YENİ YAZI DİZİSİ - 1
Yeni CHP mi
Yenilenen CHP mi?
• Tüzük Kurultayı CHP’de neleri değiştirecek?
• Kürt sorununda hangi adımları atacak?
• Merkez “değişim” diyor. Peki ya örgüt hazır mı?
• CHP halka nasıl dokunacak? Politikaları hangi araçlarla hayata geçirecek?
• AKP karşısında hangi temelde muhalefet edecek?
• CHP’de iç çekişmeler bitti mi? Kim kazandı?
YAŞAR AYDIN HAZIRLADI
CHP’nin en yetkili isimleri ‘yenilenen’ partiyi anlatıyor...
CHP 26 ve 27 Şubat'ta yaptığı Tüzük Kurultaylarıyla tekrar tartışılmaya başlandı. Bir anlamda Yönetime “güven oyu” şekline dönüşen Kurultay sonrası “yenilenme” CHP’de daha güçlü dillendirilmeye başlandı. Peki ama CHP’de ne değişti? Yenilenme ne anlama geliyor? Partide ne değişecek? Program nasıl hazırlanacak? Kavga bitti mi? Bu soruları CHP’nin en yetkili isimlerine sorduk. Yorum yapmadan sadece fotoğraf çekmeye çalıştık.
Yaptığımız görüşmelerden sonra kafamızdaki tüm sorulara yanıt alabildiğimiz söylenemez. Ancak bir çabadan, arayıştan söz edebiliriz. Bu arayışın ilk sınanacağı tarih 2014 yılı yani yerel seçimler.
Söyleşiler birçok soruya yanıt vermekle birlikte, sosyal demokrasinin krizine dair ciddi bir tartışma yapamayışımız ciddi eksiklik olarak duruyor. Konuklarımızın da tercihiyle daha çok aktüel olanın sınırları içerisinde kaldık. Belki önümüzdeki dönem bu sorunu detaylarıyla incelemek gerekecek.
CHP GENEL BAŞKAN YARDIMCISI NİHAT MATKAP:
İktidara yürüyen bir
CHP yaratacağız
Son dönem CHP’nin öne çıkan isimlerinden Nihat Matkap. Uzun bir siyasal hayatı var. Daha çok SHP ile özdeşleşti. Şimdi CHP'de Örgütlerden Sorumlu Genel Başkan Yardımcısı. Değişim onunla başlayacak gibi. Nihat Matkap ile yenilenen CHP’de; örgütü, siyasal yönelimleri ve geçmişi konuştuk...
»CHP’de bir yenilenme ve değişim rüzgârı esiyor. Bu rüzgâr sizi nereye götürecek?
Son 5 genel seçimde hanesinde ciddi bir başarı yok. Yalnız CHP'yi konuşurken bir bütün olarak sol'u da konuşmalıyız. Solun durumu da CHP’den farklı değil. 2009'da sol 26.74 oy almış. 2011'de CHP 26.4. oy aldı. Diğer partiler seçime katılmamış, CHP etrafında toparlanma olmuş. Bu durumu önemsiyorum. Kemal Kılıçdaroğlu ile birlikte CHP, olması gereken sosyal demokrat çizgiye yöneldi. Hem iç işleyiş, hem de izlenecek politikalar açısından umut verdi.

> [Liste]:
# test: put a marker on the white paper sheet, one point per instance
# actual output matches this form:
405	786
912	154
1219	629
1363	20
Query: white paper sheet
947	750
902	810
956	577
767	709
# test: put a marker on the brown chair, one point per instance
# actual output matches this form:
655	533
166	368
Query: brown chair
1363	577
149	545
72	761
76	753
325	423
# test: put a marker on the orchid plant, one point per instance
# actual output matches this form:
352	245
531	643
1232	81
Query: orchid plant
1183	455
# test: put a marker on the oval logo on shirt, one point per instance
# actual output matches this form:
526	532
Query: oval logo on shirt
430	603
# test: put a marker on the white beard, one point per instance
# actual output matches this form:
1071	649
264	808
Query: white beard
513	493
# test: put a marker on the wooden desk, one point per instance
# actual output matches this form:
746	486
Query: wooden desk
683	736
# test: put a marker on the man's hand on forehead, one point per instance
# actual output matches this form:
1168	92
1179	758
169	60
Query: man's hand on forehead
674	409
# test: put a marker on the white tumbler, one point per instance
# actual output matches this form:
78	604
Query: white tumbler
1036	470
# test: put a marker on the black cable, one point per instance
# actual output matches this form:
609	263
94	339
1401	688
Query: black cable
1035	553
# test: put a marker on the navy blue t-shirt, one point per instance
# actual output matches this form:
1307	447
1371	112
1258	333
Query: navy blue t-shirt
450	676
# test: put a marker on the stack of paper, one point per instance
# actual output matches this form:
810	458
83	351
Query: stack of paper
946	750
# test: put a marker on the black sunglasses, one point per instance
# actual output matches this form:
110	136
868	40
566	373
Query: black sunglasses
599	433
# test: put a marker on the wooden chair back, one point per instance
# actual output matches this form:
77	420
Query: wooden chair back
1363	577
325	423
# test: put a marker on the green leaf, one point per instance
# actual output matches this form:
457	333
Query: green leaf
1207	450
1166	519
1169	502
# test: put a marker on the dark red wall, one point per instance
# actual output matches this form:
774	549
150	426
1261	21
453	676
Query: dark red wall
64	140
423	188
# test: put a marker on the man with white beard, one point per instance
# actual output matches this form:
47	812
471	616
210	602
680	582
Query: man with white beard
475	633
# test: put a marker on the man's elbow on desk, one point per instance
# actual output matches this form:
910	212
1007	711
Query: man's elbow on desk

> [Alıştırma Görevleri]:
a - CHP yazısına göre şu soruları yanıtlayın:
(i) CHP Tüzük Kurultaylarını hangi tarihlerde yaptı?
(ii) Arayışın ilk sınanacağı tarih olarak hangi yıl ve hangi seçimler gösteriliyor?
(iii) Nihat Matkap şimdi CHP'de hangi görevde?
b - Lütfen CHP yazısını son cümlesinden sonrasıyla devam ettirin.
Satırların CHP yazısıyla hiçbir bağı yoktur.

> [Yanıtlar]:
a -
(i) 26 ve 27 Şubat'ta.
(ii) 2014 yılı, yani yerel seçimler.
(iii) Örgütlerden Sorumlu Genel Başkan Yardımcısı.

b -
Sosyal demokrat bir partinin yapılanması, işleyişi tüzüğünden anlaşılır. Değiştirdiğimiz tüzük, sosyal demokrat bir partiyle çelişir durumdaydı. Şimdi bu çelişkilerin önemli bölümü giderildi. Değişiklikler CHP'yi gerçek anlamda çağdaş bir sosyal demokrat parti olmaya götürüyor.
CHP'de iç işleyiş sağlıklı olursa üyeler de kendisini özgürleşmiş hisseder. Bu değişiklikle üyeler kendilerini özgür hissetmeye başladı. Özgün ve güçlü kadrolarımızın bu demokratik ortamla birlikte önleri açıldı. CHP örgütünün tüm enerjisini Türkiye iktidarına harcatmak istiyorum. İddiam bu.
»Yeni tüzükte en çok önseçim olgusu tartışıldı. Değişimi yaratacak temel olgu bu mu?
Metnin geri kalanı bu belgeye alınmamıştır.